• **Исходный фрагмент**

*-*-*

Одновременно со стихотворением Гумилева появилось одноименное стихотворение Василия Комаровского – полузабытого поэта Серебряного века, в свое время связанного с близким Гумилеву царскосельским кругом Иннокентия Анненского. Комаровский дружески общался с Анной Ахматовой. В стихотворении Василия Комаровского изображен момент, когда лирический герой стоит у ворот отцовского дома. Чувство глубокого стыда мешает постучаться сразу, и лирический герой вспоминает основные вехи своего ошибочного пути после ухода из дома, называет себя «отца бессовестным палачом». Об этом – первая часть текста, состоящая из 22 стихов, и в ней преобладает семейно-бытовое измерение. Вторая часть стихотворения состоит из 6 стихов, и в композиционном смысле она выделено в отдельную строфу:

Испит на дне пустой души
Не уксус казни… только вши,
Исчадье вавилонских дев,
Испытывать внезапный гнев
И устыдиться, что на суд
Несешь заплеванный сосуд!

Эту строфу можно назвать онтологизирующим резюме. Лирический герой ощущает себя находящимся в преддверии инобытийного перехода, вслед за которым  грядет уже Божий суд.

В 1913 году Максимилиан Волошин написал стихотворение «Как некий юноша, в скитаньях без возврата…». Его блудный сын – фаталист, говорящий, что «бездомный долгий путь назначен мне судьбой…». Скитанья без возврата – это настоящее, но лирический герой верит в свое будущее возвращение в отцовский дом, который в волошинском тексте имеет и бытовые, и инобытийные коннотации:

Щемящей радостью душа моя объята;
Я верю в жизнь, и в сон, и в правду, и в игру,
И знаю. Что приду к отцовскому шатру,
Где ждут меня мои и где я жил когда-то.

*-*-*

[Записи для разметки границ]

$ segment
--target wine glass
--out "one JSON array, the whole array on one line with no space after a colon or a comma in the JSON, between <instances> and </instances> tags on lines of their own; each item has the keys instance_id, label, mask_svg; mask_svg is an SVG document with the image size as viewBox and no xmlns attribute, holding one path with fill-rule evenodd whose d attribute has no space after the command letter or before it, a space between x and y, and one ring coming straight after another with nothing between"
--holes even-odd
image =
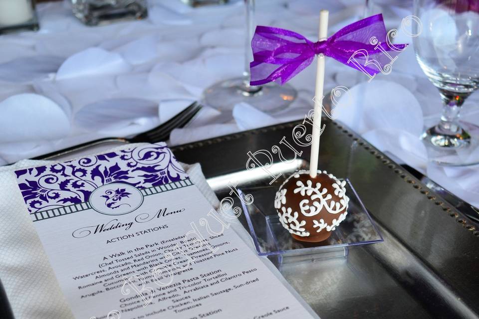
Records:
<instances>
[{"instance_id":1,"label":"wine glass","mask_svg":"<svg viewBox=\"0 0 479 319\"><path fill-rule=\"evenodd\" d=\"M245 102L263 112L283 109L296 98L297 92L289 84L275 83L261 86L249 85L249 62L253 60L251 40L254 32L254 0L244 0L246 32L243 76L215 83L203 92L205 103L218 110L231 111L236 104Z\"/></svg>"},{"instance_id":2,"label":"wine glass","mask_svg":"<svg viewBox=\"0 0 479 319\"><path fill-rule=\"evenodd\" d=\"M415 15L421 21L413 27L413 33L419 34L413 40L416 57L444 102L440 122L422 136L430 159L438 163L479 162L479 128L459 121L465 100L479 86L478 2L414 1Z\"/></svg>"}]
</instances>

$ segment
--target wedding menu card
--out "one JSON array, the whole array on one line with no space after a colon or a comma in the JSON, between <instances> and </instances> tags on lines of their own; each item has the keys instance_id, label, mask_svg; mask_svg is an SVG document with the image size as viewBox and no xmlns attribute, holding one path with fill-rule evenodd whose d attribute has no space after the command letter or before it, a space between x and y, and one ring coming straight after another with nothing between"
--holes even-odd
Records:
<instances>
[{"instance_id":1,"label":"wedding menu card","mask_svg":"<svg viewBox=\"0 0 479 319\"><path fill-rule=\"evenodd\" d=\"M165 144L15 173L77 319L313 318Z\"/></svg>"}]
</instances>

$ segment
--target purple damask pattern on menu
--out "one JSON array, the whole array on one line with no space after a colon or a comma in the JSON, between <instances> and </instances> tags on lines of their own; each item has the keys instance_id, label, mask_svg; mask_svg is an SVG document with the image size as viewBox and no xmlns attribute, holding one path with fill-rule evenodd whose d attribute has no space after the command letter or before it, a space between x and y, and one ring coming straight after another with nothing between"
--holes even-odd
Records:
<instances>
[{"instance_id":1,"label":"purple damask pattern on menu","mask_svg":"<svg viewBox=\"0 0 479 319\"><path fill-rule=\"evenodd\" d=\"M139 189L188 178L163 143L15 171L28 210L88 201L98 187L123 183Z\"/></svg>"}]
</instances>

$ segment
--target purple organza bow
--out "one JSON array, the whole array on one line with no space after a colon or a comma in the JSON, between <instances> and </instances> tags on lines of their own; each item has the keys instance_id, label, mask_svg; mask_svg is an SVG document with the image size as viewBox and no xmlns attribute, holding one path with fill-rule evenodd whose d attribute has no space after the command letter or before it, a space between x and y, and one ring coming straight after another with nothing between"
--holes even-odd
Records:
<instances>
[{"instance_id":1,"label":"purple organza bow","mask_svg":"<svg viewBox=\"0 0 479 319\"><path fill-rule=\"evenodd\" d=\"M289 30L258 25L251 42L250 84L261 85L273 81L283 84L320 53L372 76L381 72L380 68L383 71L390 68L395 57L407 46L395 44L392 48L387 37L382 14L360 20L327 40L316 42Z\"/></svg>"}]
</instances>

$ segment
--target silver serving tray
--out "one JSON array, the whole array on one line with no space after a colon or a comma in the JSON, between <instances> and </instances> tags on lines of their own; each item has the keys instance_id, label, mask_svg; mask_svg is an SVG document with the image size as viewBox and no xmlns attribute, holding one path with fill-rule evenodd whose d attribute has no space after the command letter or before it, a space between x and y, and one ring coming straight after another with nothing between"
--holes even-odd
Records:
<instances>
[{"instance_id":1,"label":"silver serving tray","mask_svg":"<svg viewBox=\"0 0 479 319\"><path fill-rule=\"evenodd\" d=\"M351 180L384 242L351 249L346 259L283 264L280 270L286 279L322 319L479 318L479 231L359 136L323 121L319 167ZM230 181L238 182L239 188L267 184L271 178L261 168L254 173L246 169L247 153L270 151L283 136L292 144L292 129L298 123L173 150L181 161L201 163L221 198L229 195ZM304 167L308 149L298 148L302 159L270 170L286 176ZM245 225L244 216L240 219Z\"/></svg>"},{"instance_id":2,"label":"silver serving tray","mask_svg":"<svg viewBox=\"0 0 479 319\"><path fill-rule=\"evenodd\" d=\"M343 125L323 121L319 167L351 180L384 242L351 249L347 258L281 265L286 279L322 319L479 318L479 231L472 222ZM261 168L246 169L247 153L270 152L283 136L293 144L299 123L172 150L180 161L201 164L221 198L230 196L230 181L238 188L267 185ZM307 166L309 148L297 149L301 158L289 163L273 154L270 170L282 175L273 184ZM244 215L240 219L246 225Z\"/></svg>"}]
</instances>

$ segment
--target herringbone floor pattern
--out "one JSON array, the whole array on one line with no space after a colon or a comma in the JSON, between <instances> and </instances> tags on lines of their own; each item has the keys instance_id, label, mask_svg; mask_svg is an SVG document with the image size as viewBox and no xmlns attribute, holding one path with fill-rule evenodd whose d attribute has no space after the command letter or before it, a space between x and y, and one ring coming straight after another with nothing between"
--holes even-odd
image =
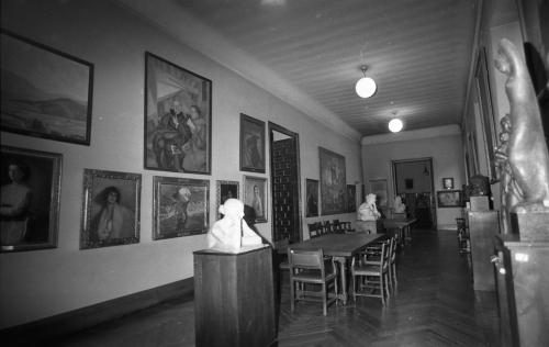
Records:
<instances>
[{"instance_id":1,"label":"herringbone floor pattern","mask_svg":"<svg viewBox=\"0 0 549 347\"><path fill-rule=\"evenodd\" d=\"M474 292L468 258L455 232L413 231L399 253L399 288L383 307L379 299L317 303L290 312L282 273L279 347L498 346L495 293ZM173 301L70 336L55 346L193 346L193 302Z\"/></svg>"}]
</instances>

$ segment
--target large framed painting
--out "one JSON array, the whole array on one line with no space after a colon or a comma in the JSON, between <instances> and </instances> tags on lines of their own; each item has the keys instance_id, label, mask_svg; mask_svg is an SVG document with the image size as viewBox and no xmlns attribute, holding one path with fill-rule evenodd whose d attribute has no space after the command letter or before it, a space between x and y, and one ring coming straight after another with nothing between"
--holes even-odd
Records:
<instances>
[{"instance_id":1,"label":"large framed painting","mask_svg":"<svg viewBox=\"0 0 549 347\"><path fill-rule=\"evenodd\" d=\"M90 145L93 65L0 31L2 131Z\"/></svg>"},{"instance_id":2,"label":"large framed painting","mask_svg":"<svg viewBox=\"0 0 549 347\"><path fill-rule=\"evenodd\" d=\"M153 177L153 239L208 232L210 180Z\"/></svg>"},{"instance_id":3,"label":"large framed painting","mask_svg":"<svg viewBox=\"0 0 549 347\"><path fill-rule=\"evenodd\" d=\"M265 122L240 113L240 171L265 174Z\"/></svg>"},{"instance_id":4,"label":"large framed painting","mask_svg":"<svg viewBox=\"0 0 549 347\"><path fill-rule=\"evenodd\" d=\"M369 183L370 193L376 194L376 204L378 205L378 208L386 208L389 201L386 179L371 179ZM362 201L366 201L366 198Z\"/></svg>"},{"instance_id":5,"label":"large framed painting","mask_svg":"<svg viewBox=\"0 0 549 347\"><path fill-rule=\"evenodd\" d=\"M237 181L217 181L217 204L216 204L216 213L217 220L223 217L223 214L220 213L220 206L225 203L227 199L238 199L239 195L239 183Z\"/></svg>"},{"instance_id":6,"label":"large framed painting","mask_svg":"<svg viewBox=\"0 0 549 347\"><path fill-rule=\"evenodd\" d=\"M462 205L461 190L437 191L438 208L460 208Z\"/></svg>"},{"instance_id":7,"label":"large framed painting","mask_svg":"<svg viewBox=\"0 0 549 347\"><path fill-rule=\"evenodd\" d=\"M347 212L357 212L357 186L347 184Z\"/></svg>"},{"instance_id":8,"label":"large framed painting","mask_svg":"<svg viewBox=\"0 0 549 347\"><path fill-rule=\"evenodd\" d=\"M60 154L1 146L1 251L57 247Z\"/></svg>"},{"instance_id":9,"label":"large framed painting","mask_svg":"<svg viewBox=\"0 0 549 347\"><path fill-rule=\"evenodd\" d=\"M323 215L347 212L345 157L318 147Z\"/></svg>"},{"instance_id":10,"label":"large framed painting","mask_svg":"<svg viewBox=\"0 0 549 347\"><path fill-rule=\"evenodd\" d=\"M85 169L80 249L139 242L139 174Z\"/></svg>"},{"instance_id":11,"label":"large framed painting","mask_svg":"<svg viewBox=\"0 0 549 347\"><path fill-rule=\"evenodd\" d=\"M211 172L212 81L145 53L145 168Z\"/></svg>"},{"instance_id":12,"label":"large framed painting","mask_svg":"<svg viewBox=\"0 0 549 347\"><path fill-rule=\"evenodd\" d=\"M244 204L253 209L256 223L267 223L266 178L244 176Z\"/></svg>"},{"instance_id":13,"label":"large framed painting","mask_svg":"<svg viewBox=\"0 0 549 347\"><path fill-rule=\"evenodd\" d=\"M489 159L488 170L489 178L492 182L498 180L497 170L495 168L495 155L494 155L494 146L498 145L497 141L497 130L494 120L494 111L492 107L492 94L490 90L490 78L488 72L486 65L486 51L484 47L480 47L479 57L477 59L477 70L475 70L475 80L477 80L477 92L479 98L479 111L481 113L482 119L482 127L484 130L484 150L486 152L486 157Z\"/></svg>"},{"instance_id":14,"label":"large framed painting","mask_svg":"<svg viewBox=\"0 0 549 347\"><path fill-rule=\"evenodd\" d=\"M305 217L318 216L318 180L307 178L305 180Z\"/></svg>"}]
</instances>

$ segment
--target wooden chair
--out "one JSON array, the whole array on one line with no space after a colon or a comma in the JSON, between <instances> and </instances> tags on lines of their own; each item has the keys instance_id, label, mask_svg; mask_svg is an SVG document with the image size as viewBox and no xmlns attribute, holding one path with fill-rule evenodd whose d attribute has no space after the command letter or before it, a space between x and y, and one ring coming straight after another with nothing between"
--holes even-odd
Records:
<instances>
[{"instance_id":1,"label":"wooden chair","mask_svg":"<svg viewBox=\"0 0 549 347\"><path fill-rule=\"evenodd\" d=\"M322 249L288 249L288 260L290 264L290 307L292 312L296 301L322 301L323 313L326 315L327 306L337 299L337 268L334 259L329 258L326 261ZM329 264L328 270L326 270L325 262ZM318 286L321 287L320 291L312 290ZM334 293L329 298L328 290L330 288L334 288Z\"/></svg>"},{"instance_id":2,"label":"wooden chair","mask_svg":"<svg viewBox=\"0 0 549 347\"><path fill-rule=\"evenodd\" d=\"M380 298L385 305L385 296L389 299L389 247L390 244L381 244L381 254L378 259L371 258L366 262L361 258L354 257L351 261L351 287L352 298L357 295ZM360 291L357 290L357 282Z\"/></svg>"}]
</instances>

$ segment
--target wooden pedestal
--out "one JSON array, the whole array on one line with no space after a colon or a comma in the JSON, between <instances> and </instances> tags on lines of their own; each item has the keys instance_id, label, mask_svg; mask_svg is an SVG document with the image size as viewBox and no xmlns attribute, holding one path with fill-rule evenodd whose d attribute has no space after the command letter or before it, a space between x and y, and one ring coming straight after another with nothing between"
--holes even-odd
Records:
<instances>
[{"instance_id":1,"label":"wooden pedestal","mask_svg":"<svg viewBox=\"0 0 549 347\"><path fill-rule=\"evenodd\" d=\"M269 346L276 339L272 250L194 251L197 346Z\"/></svg>"}]
</instances>

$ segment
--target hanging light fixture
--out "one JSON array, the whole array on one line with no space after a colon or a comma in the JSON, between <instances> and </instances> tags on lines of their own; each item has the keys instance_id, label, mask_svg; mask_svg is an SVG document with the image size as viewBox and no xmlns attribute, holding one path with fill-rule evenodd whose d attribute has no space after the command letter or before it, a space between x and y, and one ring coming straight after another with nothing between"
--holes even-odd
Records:
<instances>
[{"instance_id":1,"label":"hanging light fixture","mask_svg":"<svg viewBox=\"0 0 549 347\"><path fill-rule=\"evenodd\" d=\"M357 94L360 98L370 98L376 93L376 90L378 89L378 86L376 86L376 81L371 79L370 77L366 77L366 70L368 67L366 65L362 65L360 67L360 70L362 71L363 77L360 78L357 81L357 85L355 86L355 90L357 91Z\"/></svg>"},{"instance_id":2,"label":"hanging light fixture","mask_svg":"<svg viewBox=\"0 0 549 347\"><path fill-rule=\"evenodd\" d=\"M389 122L389 130L393 133L397 133L402 130L404 124L402 124L402 121L400 119L392 119Z\"/></svg>"}]
</instances>

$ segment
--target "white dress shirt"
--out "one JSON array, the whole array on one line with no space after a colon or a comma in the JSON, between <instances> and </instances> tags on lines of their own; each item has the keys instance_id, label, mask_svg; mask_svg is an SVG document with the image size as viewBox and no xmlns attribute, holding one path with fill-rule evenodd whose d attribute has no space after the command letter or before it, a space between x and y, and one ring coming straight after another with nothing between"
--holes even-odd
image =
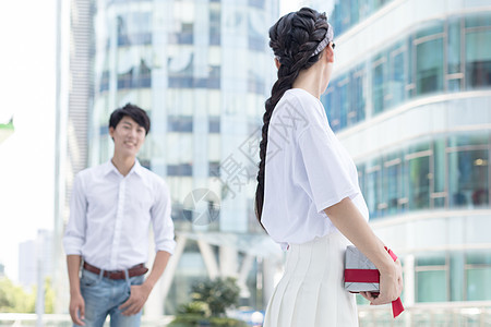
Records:
<instances>
[{"instance_id":1,"label":"white dress shirt","mask_svg":"<svg viewBox=\"0 0 491 327\"><path fill-rule=\"evenodd\" d=\"M267 135L261 221L282 247L335 230L324 209L345 197L368 220L355 162L318 98L301 88L287 90L273 111Z\"/></svg>"},{"instance_id":2,"label":"white dress shirt","mask_svg":"<svg viewBox=\"0 0 491 327\"><path fill-rule=\"evenodd\" d=\"M149 225L155 251L172 254L173 222L165 181L136 160L123 177L109 160L77 173L63 245L105 270L128 269L148 259Z\"/></svg>"}]
</instances>

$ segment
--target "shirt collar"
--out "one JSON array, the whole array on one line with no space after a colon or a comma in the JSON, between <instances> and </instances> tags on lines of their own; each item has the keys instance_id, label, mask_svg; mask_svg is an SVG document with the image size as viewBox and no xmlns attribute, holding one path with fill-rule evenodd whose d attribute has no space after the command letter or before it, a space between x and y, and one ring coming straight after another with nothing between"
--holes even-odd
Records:
<instances>
[{"instance_id":1,"label":"shirt collar","mask_svg":"<svg viewBox=\"0 0 491 327\"><path fill-rule=\"evenodd\" d=\"M104 166L103 166L103 169L104 169L104 175L107 175L107 174L109 174L109 173L111 173L111 172L116 172L117 174L121 174L120 172L119 172L119 170L118 170L118 168L116 168L116 166L112 164L112 161L111 161L111 159L109 159ZM140 165L140 161L139 161L139 159L135 159L134 160L134 165L133 165L133 167L131 168L131 170L130 170L130 172L128 173L128 175L130 175L131 173L136 173L137 175L142 175L142 169L143 169L143 167L142 167L142 165Z\"/></svg>"}]
</instances>

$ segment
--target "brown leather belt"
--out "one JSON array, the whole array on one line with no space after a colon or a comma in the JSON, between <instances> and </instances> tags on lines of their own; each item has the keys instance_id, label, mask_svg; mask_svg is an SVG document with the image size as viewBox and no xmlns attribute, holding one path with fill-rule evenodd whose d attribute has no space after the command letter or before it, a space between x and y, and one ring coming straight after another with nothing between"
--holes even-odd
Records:
<instances>
[{"instance_id":1,"label":"brown leather belt","mask_svg":"<svg viewBox=\"0 0 491 327\"><path fill-rule=\"evenodd\" d=\"M100 269L87 264L84 262L84 269L88 270L91 272L100 274ZM141 276L143 274L146 274L146 271L148 271L148 268L145 267L144 264L140 264L136 266L131 267L130 269L128 269L128 277L134 277L134 276ZM104 277L107 277L109 279L125 279L125 274L124 270L104 270L103 274Z\"/></svg>"}]
</instances>

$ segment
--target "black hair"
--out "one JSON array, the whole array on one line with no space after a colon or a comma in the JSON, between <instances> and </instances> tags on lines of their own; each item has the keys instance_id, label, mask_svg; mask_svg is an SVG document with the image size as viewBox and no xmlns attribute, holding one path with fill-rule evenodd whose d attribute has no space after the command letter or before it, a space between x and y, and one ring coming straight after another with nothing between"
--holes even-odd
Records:
<instances>
[{"instance_id":1,"label":"black hair","mask_svg":"<svg viewBox=\"0 0 491 327\"><path fill-rule=\"evenodd\" d=\"M145 129L145 135L149 132L149 118L146 114L146 111L140 108L139 106L132 105L130 102L125 104L124 107L118 108L112 111L111 117L109 118L109 128L116 129L121 119L124 116L133 119L140 126Z\"/></svg>"},{"instance_id":2,"label":"black hair","mask_svg":"<svg viewBox=\"0 0 491 327\"><path fill-rule=\"evenodd\" d=\"M270 119L276 104L286 90L290 89L300 71L319 61L322 53L313 56L328 29L327 17L313 9L302 8L284 15L270 28L270 47L279 61L278 80L273 85L271 97L266 100L263 116L262 140L255 191L255 216L261 223L264 202L264 168L267 147ZM261 223L262 226L262 223ZM264 227L263 227L264 228Z\"/></svg>"}]
</instances>

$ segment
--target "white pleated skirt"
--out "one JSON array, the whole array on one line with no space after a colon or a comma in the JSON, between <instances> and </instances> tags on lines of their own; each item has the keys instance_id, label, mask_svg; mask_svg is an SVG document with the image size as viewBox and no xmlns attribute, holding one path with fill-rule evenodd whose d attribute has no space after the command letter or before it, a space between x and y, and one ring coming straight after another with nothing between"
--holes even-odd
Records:
<instances>
[{"instance_id":1,"label":"white pleated skirt","mask_svg":"<svg viewBox=\"0 0 491 327\"><path fill-rule=\"evenodd\" d=\"M285 275L270 300L263 326L358 326L355 294L343 287L347 244L338 231L290 244Z\"/></svg>"}]
</instances>

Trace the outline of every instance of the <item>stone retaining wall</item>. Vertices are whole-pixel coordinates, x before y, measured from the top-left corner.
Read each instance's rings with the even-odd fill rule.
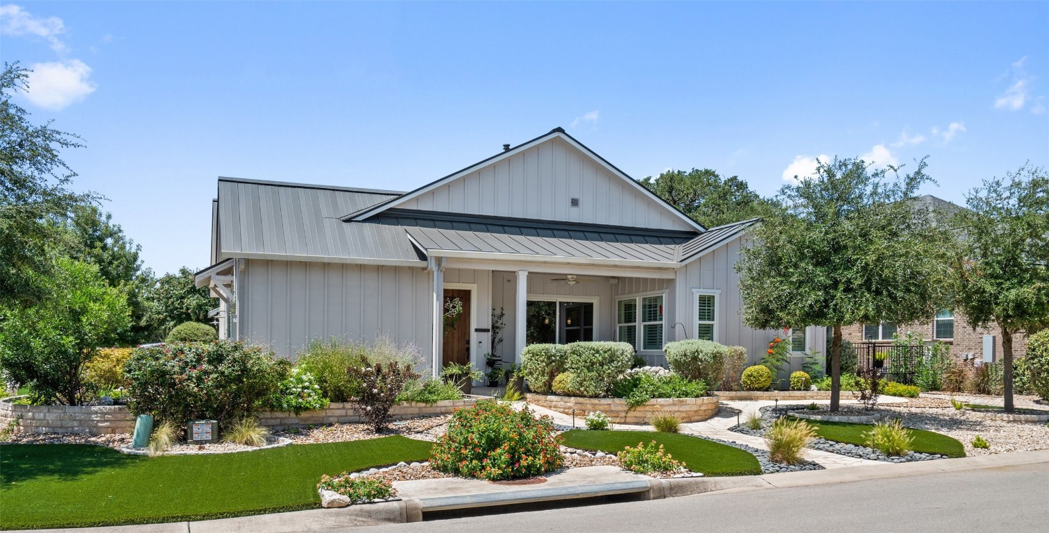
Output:
[[[28,433],[130,433],[134,430],[134,415],[124,405],[69,406],[69,405],[14,405],[12,398],[0,400],[0,427],[13,420]],[[394,420],[416,417],[449,414],[456,409],[470,407],[474,399],[446,400],[433,405],[423,403],[398,404],[390,409]],[[21,417],[21,419],[19,419]],[[306,427],[321,424],[361,422],[350,403],[333,403],[326,409],[294,412],[262,411],[259,422],[274,429]]]
[[[629,411],[621,398],[575,398],[553,395],[526,395],[529,403],[582,420],[587,413],[601,411],[615,424],[647,424],[652,414],[673,414],[682,422],[701,422],[718,413],[718,397],[654,398]]]
[[[779,400],[780,402],[790,402],[794,400],[831,399],[830,390],[716,390],[711,393],[718,395],[722,400]],[[842,398],[850,397],[843,393]]]
[[[17,420],[27,433],[111,434],[134,430],[134,417],[123,405],[14,405],[0,400],[0,427]]]

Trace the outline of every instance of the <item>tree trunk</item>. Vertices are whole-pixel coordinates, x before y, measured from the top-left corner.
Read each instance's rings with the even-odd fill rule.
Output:
[[[841,408],[841,324],[834,324],[831,340],[831,411]]]
[[[1012,332],[1002,328],[1002,361],[1005,363],[1002,376],[1003,395],[1005,396],[1005,412],[1012,412]]]

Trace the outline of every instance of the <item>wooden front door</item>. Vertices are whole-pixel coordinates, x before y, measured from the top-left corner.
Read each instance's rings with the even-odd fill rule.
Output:
[[[448,304],[455,298],[462,303],[463,312],[457,318],[451,318],[448,314],[450,307]],[[445,337],[442,344],[444,365],[470,364],[470,291],[445,289]]]

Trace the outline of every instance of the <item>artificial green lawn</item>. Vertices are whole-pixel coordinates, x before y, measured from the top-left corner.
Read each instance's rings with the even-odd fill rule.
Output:
[[[816,434],[845,444],[866,446],[866,433],[871,432],[871,424],[849,424],[844,422],[806,421],[816,428]],[[965,447],[962,443],[945,434],[924,429],[906,428],[914,439],[911,449],[921,453],[939,453],[948,457],[964,457]]]
[[[693,472],[704,475],[752,475],[762,473],[757,459],[750,453],[680,433],[656,431],[588,431],[574,429],[561,433],[564,445],[583,450],[618,452],[627,446],[656,441],[662,444],[673,459],[681,461]]]
[[[401,435],[210,455],[127,455],[101,446],[0,446],[0,528],[111,526],[320,507],[317,484],[401,461],[430,443]]]

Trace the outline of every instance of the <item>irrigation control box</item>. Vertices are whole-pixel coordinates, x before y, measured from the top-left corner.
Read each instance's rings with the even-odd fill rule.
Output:
[[[191,420],[186,424],[186,441],[189,444],[211,444],[218,442],[217,420]]]

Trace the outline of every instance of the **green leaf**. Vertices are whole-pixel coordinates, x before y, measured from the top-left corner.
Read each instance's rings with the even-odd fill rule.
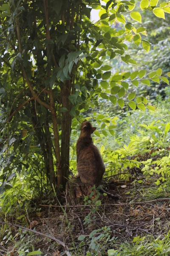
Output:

*-*-*

• **Задачи для решения**
(A) Из скольких стихов, согласно фрагменту о стихах Комаровского и Волошина, состоит первая часть стихотворения Комаровского?
(B) Пожалуйста, продолжите фрагмент о стихах Комаровского и Волошина, начав сразу после последней процитированной строки.

• **Ответы по задачам**
(A) Из 22 стихов.

(B)
Лирический герой Волошина оптимистичен и наполнен радостью. Он называет себя «странником и поэтом, мечтателем и прохожим». Монолог лирического героя завершается таким откровением:

Любимое со мной. Минувшего не жаль.
А ты, что за плечом, - со мною тайно схожий,-
Несбыточной мечтой сильнее жги и жаль.

Складывается впечатление, что это существо - alter ego -  находится за левым плечом лирического героя, так как жечь и жалить, создавать иллюзии способна лишь демоническая сила. Но лрический герой намерен пройти этот путь до конца.

  Вообще-то, поэты Серебряного века далеко не всегда актуализировали содержание притчи о Блудном сыне в своих текстах. Иногда было достаточно лишь минимализированно использовать  словосочетание «блудный сын», и читателю сразу же становилось понятным основное предполагающееся значение, стоящее за этим архетипическим образом. Блудный сын – это, прежде всего, человек, совершившый судьбоносную греховную ошибку и раскаивающийся в ней.  Подобный прием минимализированного использования, встречается например, в коротеньком бунинском стихотворении 1918 года «И цветы, и шмели, и трава, и колосья…»:

И цветы, и шмели, и трава, и колосья,
И лазурь, и полуденный зной...
Срок настанет - господь сына блудного спросит:
"Был ли счастлив ты в жизни земной?"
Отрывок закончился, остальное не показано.